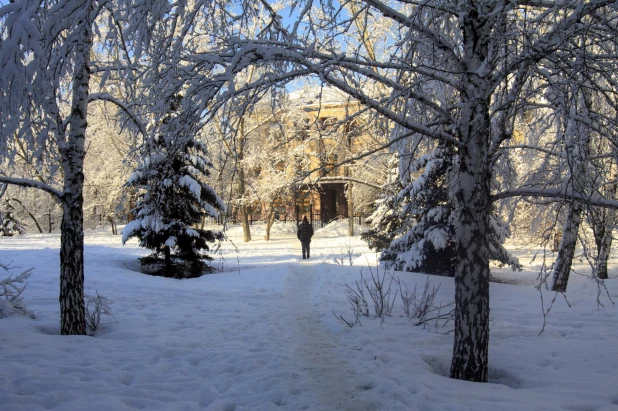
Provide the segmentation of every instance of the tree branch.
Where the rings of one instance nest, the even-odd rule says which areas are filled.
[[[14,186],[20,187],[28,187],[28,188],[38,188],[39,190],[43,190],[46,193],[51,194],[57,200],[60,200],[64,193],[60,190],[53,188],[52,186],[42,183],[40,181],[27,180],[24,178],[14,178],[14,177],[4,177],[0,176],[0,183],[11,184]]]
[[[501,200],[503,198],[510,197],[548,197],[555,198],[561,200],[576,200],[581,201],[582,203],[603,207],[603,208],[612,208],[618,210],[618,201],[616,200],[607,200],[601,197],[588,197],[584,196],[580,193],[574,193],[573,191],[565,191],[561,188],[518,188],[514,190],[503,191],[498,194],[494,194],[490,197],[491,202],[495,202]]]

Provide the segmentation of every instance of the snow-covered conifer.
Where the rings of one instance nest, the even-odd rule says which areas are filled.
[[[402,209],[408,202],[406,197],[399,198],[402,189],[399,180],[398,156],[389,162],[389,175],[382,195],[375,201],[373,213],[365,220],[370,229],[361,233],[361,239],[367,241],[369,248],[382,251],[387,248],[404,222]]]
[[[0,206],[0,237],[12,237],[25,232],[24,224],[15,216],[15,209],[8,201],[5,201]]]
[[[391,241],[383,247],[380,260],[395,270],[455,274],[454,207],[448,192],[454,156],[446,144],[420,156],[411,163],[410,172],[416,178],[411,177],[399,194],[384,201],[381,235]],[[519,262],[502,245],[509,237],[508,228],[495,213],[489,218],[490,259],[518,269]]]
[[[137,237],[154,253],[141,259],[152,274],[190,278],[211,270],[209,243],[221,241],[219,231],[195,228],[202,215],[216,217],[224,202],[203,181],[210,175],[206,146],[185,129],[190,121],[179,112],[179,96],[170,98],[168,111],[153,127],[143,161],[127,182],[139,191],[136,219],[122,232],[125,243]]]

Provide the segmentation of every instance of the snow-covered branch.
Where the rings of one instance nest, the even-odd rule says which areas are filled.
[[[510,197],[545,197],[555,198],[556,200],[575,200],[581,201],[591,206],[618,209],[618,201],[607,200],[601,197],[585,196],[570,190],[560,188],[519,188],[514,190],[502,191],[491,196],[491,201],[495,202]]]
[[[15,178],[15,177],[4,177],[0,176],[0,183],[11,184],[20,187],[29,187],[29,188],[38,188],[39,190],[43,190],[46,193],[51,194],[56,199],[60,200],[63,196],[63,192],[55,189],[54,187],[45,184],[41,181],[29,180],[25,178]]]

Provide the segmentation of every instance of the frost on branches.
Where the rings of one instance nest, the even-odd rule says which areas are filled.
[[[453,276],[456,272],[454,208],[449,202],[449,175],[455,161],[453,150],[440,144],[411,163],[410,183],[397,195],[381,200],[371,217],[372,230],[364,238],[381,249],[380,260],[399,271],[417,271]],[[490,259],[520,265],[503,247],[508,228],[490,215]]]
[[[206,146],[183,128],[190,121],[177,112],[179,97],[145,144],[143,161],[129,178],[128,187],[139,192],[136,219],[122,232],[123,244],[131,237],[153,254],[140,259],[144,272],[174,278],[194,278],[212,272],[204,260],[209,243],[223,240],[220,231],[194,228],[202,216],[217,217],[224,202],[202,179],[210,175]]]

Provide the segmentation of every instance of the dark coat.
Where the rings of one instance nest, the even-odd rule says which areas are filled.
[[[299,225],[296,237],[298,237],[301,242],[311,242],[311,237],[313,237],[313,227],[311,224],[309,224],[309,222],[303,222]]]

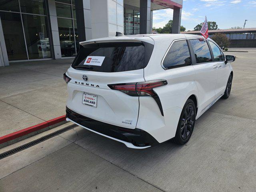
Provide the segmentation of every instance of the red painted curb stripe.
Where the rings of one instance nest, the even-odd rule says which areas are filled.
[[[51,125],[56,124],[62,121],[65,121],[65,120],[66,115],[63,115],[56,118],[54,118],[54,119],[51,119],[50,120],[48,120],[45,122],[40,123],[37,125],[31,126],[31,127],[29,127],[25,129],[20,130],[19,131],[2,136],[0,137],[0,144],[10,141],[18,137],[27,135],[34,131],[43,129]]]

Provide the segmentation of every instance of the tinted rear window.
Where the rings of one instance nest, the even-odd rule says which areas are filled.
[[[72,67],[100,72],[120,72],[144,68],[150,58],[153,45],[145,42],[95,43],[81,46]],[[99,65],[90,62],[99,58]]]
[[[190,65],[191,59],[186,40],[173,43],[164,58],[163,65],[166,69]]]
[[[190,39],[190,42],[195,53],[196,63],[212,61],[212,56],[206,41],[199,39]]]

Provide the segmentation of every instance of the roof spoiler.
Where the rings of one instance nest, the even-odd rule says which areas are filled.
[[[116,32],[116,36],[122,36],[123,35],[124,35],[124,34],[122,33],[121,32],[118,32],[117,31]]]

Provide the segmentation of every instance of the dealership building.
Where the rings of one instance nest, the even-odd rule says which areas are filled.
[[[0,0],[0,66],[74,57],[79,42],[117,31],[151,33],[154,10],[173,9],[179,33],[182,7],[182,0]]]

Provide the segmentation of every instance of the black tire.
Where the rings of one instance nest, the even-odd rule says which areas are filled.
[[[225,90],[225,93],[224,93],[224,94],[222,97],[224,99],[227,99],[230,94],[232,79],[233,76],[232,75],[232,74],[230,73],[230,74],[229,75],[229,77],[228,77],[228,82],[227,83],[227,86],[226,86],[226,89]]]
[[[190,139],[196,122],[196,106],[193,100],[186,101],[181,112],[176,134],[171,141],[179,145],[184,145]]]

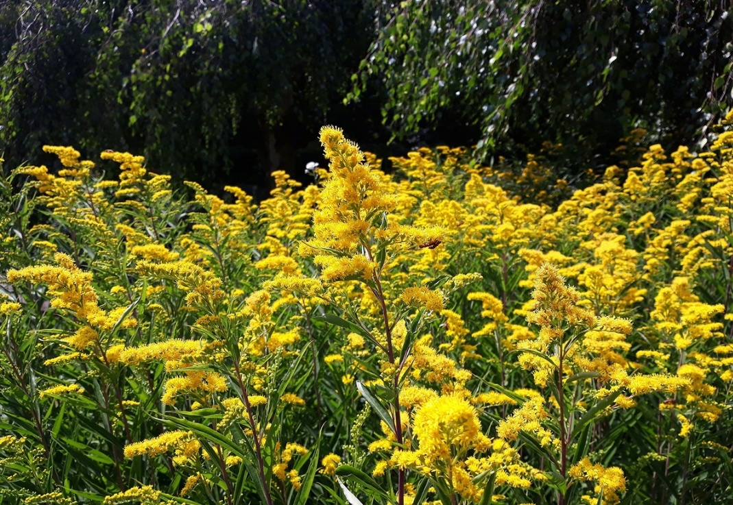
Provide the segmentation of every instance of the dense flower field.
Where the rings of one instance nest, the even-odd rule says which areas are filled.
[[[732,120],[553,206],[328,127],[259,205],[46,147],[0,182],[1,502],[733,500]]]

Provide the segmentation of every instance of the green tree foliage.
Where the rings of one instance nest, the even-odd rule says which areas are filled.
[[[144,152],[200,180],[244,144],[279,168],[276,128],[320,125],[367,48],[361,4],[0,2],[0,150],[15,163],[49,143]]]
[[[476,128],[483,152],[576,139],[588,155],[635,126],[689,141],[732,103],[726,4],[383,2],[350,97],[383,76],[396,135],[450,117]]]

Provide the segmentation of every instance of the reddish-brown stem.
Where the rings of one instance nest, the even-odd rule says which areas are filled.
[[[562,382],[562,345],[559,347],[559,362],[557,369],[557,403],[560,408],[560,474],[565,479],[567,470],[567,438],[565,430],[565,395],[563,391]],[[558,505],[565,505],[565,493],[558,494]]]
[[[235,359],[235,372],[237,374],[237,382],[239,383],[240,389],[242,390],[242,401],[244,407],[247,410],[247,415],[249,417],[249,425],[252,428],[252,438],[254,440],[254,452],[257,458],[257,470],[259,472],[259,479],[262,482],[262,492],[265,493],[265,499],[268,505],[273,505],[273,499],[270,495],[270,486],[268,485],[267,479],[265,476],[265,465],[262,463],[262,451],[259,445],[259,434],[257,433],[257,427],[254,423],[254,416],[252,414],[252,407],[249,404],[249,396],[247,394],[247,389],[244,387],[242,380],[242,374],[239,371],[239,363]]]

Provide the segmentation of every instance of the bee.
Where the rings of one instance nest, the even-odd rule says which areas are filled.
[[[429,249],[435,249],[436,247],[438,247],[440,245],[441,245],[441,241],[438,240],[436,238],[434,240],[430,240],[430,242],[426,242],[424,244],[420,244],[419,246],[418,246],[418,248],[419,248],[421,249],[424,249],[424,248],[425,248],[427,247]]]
☆ ☆ ☆ ☆ ☆ ☆ ☆
• [THE EXERCISE] Put every line of the items above into a Markdown table with the columns "Row" and "Item line", numbering the rows and skipping blank lines. Leave the pictures out.

• [THE RESULT]
| Row | Item line |
|---|---|
| 1 | Provide the segmentation of every instance of the tree branch. |
| 2 | Where the rings of one instance nest, the even-odd rule says which areas are filled. |
| 3 | [[[14,186],[20,187],[28,187],[28,188],[38,188],[39,190],[43,190],[46,193],[51,194],[57,200],[60,200],[64,193],[60,190],[53,188],[52,186],[42,183],[40,181],[27,180],[24,178],[14,178],[14,177],[4,177],[0,176],[0,183],[11,184]]] |
| 4 | [[[501,200],[503,198],[510,197],[548,197],[555,198],[561,200],[576,200],[581,201],[582,203],[603,207],[603,208],[612,208],[618,210],[618,201],[616,200],[607,200],[601,197],[588,197],[584,196],[580,193],[574,193],[573,191],[565,191],[561,188],[518,188],[514,190],[503,191],[498,194],[494,194],[490,197],[491,202],[495,202]]] |
| 5 | Provide the segmentation of every instance of the snow-covered conifer. |
| 6 | Where the rings of one instance nest, the even-odd rule says which areas are filled. |
| 7 | [[[402,209],[408,202],[406,197],[399,198],[402,189],[399,180],[398,156],[389,162],[389,175],[382,195],[375,201],[373,213],[365,220],[370,229],[361,233],[361,239],[367,241],[369,248],[382,251],[387,248],[404,222]]] |
| 8 | [[[0,206],[0,237],[12,237],[25,232],[24,224],[15,216],[15,209],[8,201],[5,201]]] |
| 9 | [[[391,241],[383,247],[380,260],[395,270],[455,274],[454,207],[448,192],[454,156],[446,144],[420,156],[411,163],[410,172],[416,178],[411,177],[399,194],[384,201],[381,235]],[[519,262],[502,245],[509,237],[508,228],[495,213],[489,218],[490,259],[518,269]]] |
| 10 | [[[137,237],[154,253],[141,259],[152,274],[190,278],[211,270],[209,243],[221,241],[219,231],[195,228],[202,215],[216,217],[224,202],[203,181],[210,175],[206,146],[185,129],[190,121],[179,112],[179,96],[170,98],[168,111],[153,127],[143,161],[127,182],[139,191],[136,219],[122,232],[125,243]]] |
| 11 | Provide the segmentation of every instance of the snow-covered branch. |
| 12 | Where the rings of one instance nest, the even-odd rule says which areas are filled. |
| 13 | [[[510,197],[545,197],[555,198],[556,200],[575,200],[581,201],[591,206],[618,209],[618,201],[607,200],[601,197],[585,196],[570,190],[560,188],[519,188],[514,190],[502,191],[491,196],[491,201],[495,202]]] |
| 14 | [[[15,178],[15,177],[4,177],[0,176],[0,183],[11,184],[20,187],[29,187],[29,188],[38,188],[39,190],[43,190],[46,193],[51,194],[56,199],[60,200],[63,196],[63,192],[55,189],[54,187],[45,184],[41,181],[29,180],[25,178]]] |
| 15 | Provide the segmentation of every instance of the frost on branches. |
| 16 | Where the rings of one instance nest, the even-odd rule says which areas are filled. |
| 17 | [[[453,276],[456,272],[454,208],[449,202],[449,175],[455,161],[453,150],[440,144],[411,163],[410,183],[397,195],[381,200],[371,217],[372,230],[364,238],[381,249],[380,260],[399,271],[417,271]],[[490,259],[520,265],[503,247],[508,228],[490,215]]] |
| 18 | [[[206,146],[183,128],[190,121],[177,112],[179,97],[145,144],[143,161],[129,178],[128,187],[139,192],[136,219],[122,232],[123,244],[131,237],[153,254],[140,259],[144,272],[174,278],[194,278],[212,272],[204,260],[209,243],[223,240],[220,231],[194,228],[202,216],[217,217],[224,202],[202,179],[210,175]]] |
| 19 | Provide the segmentation of every instance of the dark coat. |
| 20 | Where the rings of one instance nest, the even-odd rule says which areas are filled. |
| 21 | [[[299,225],[296,237],[298,237],[301,242],[311,242],[311,237],[313,237],[313,227],[311,224],[309,224],[309,222],[303,222]]] |
| 22 | Provide the segmentation of every instance of the red painted curb stripe. |
| 23 | Where the rings of one instance nest, the even-odd rule says which areas are filled. |
| 24 | [[[51,125],[56,124],[62,121],[65,121],[65,120],[66,115],[63,115],[56,118],[54,118],[54,119],[51,119],[50,120],[48,120],[45,122],[40,123],[37,125],[31,126],[31,127],[29,127],[25,129],[20,130],[19,131],[2,136],[0,137],[0,144],[10,141],[18,137],[27,135],[34,131],[43,129]]] |
| 25 | Provide the segmentation of every instance of the tinted rear window. |
| 26 | Where the rings of one instance nest, the even-odd rule says which areas are filled. |
| 27 | [[[72,67],[100,72],[120,72],[144,68],[150,58],[153,45],[145,42],[95,43],[81,46]],[[99,65],[90,62],[99,58]]] |
| 28 | [[[190,65],[191,59],[186,40],[173,43],[164,58],[163,65],[166,69]]] |
| 29 | [[[190,39],[190,42],[195,53],[196,63],[212,61],[212,56],[206,41],[199,39]]] |
| 30 | Provide the segmentation of every instance of the roof spoiler. |
| 31 | Where the rings of one instance nest, the even-odd rule says which areas are filled. |
| 32 | [[[116,32],[116,36],[122,36],[123,35],[124,35],[124,34],[122,33],[121,32],[118,32],[117,31]]] |
| 33 | Provide the segmentation of every instance of the dealership building. |
| 34 | Where the rings of one instance nest, the even-odd rule says which areas are filled. |
| 35 | [[[0,0],[0,66],[74,57],[79,42],[117,31],[151,33],[154,10],[173,9],[179,33],[182,7],[182,0]]] |
| 36 | Provide the segmentation of every instance of the black tire. |
| 37 | Where the rings of one instance nest, the even-odd rule says which areas are filled. |
| 38 | [[[225,90],[225,93],[224,93],[224,94],[222,97],[224,99],[227,99],[230,94],[232,79],[233,76],[232,75],[232,74],[230,73],[230,74],[229,75],[229,77],[228,77],[228,82],[227,83],[227,86],[226,86],[226,89]]] |
| 39 | [[[190,139],[196,122],[196,106],[193,100],[186,101],[181,112],[176,134],[171,141],[179,145],[184,145]]] |
| 40 | Provide the segmentation of every instance of the dense flower field. |
| 41 | Where the rings of one instance nest, the even-odd rule says which areas are filled. |
| 42 | [[[732,120],[553,206],[328,127],[259,205],[46,147],[0,182],[1,502],[733,500]]] |
| 43 | Provide the segmentation of every instance of the green tree foliage. |
| 44 | Where the rings of one instance nest, the even-odd rule says which areas are filled. |
| 45 | [[[144,152],[200,180],[244,144],[279,168],[276,128],[320,125],[367,48],[361,4],[0,2],[0,150],[15,163],[49,143]]] |
| 46 | [[[476,128],[483,152],[576,139],[588,155],[635,126],[689,141],[732,103],[726,4],[383,2],[350,97],[383,76],[396,135],[450,117]]] |
| 47 | Provide the segmentation of every instance of the reddish-brown stem. |
| 48 | Where the rings of one instance nest, the even-odd rule says which areas are filled. |
| 49 | [[[562,382],[562,345],[559,347],[559,362],[557,369],[557,403],[560,408],[560,474],[565,479],[567,470],[567,438],[565,430],[565,395],[563,391]],[[558,505],[565,505],[565,493],[558,494]]] |
| 50 | [[[235,359],[235,372],[237,374],[237,382],[239,383],[240,389],[242,390],[242,401],[244,407],[247,410],[247,415],[249,417],[249,425],[252,428],[252,438],[254,440],[254,452],[257,458],[257,470],[259,472],[259,479],[262,482],[262,492],[265,493],[265,499],[268,505],[273,505],[273,499],[270,495],[270,486],[268,485],[267,479],[265,476],[265,465],[262,463],[262,451],[259,445],[259,434],[257,433],[257,427],[254,423],[254,416],[252,414],[252,407],[249,404],[249,396],[247,394],[247,389],[244,387],[242,380],[242,374],[239,371],[239,363]]] |
| 51 | Provide the segmentation of every instance of the bee. |
| 52 | Where the rings of one instance nest, the even-odd rule says which areas are filled. |
| 53 | [[[429,249],[435,249],[436,247],[438,247],[440,245],[441,245],[441,241],[438,240],[436,238],[434,240],[430,240],[430,242],[426,242],[424,244],[420,244],[419,246],[418,246],[418,248],[419,248],[421,249],[424,249],[424,248],[425,248],[427,247]]] |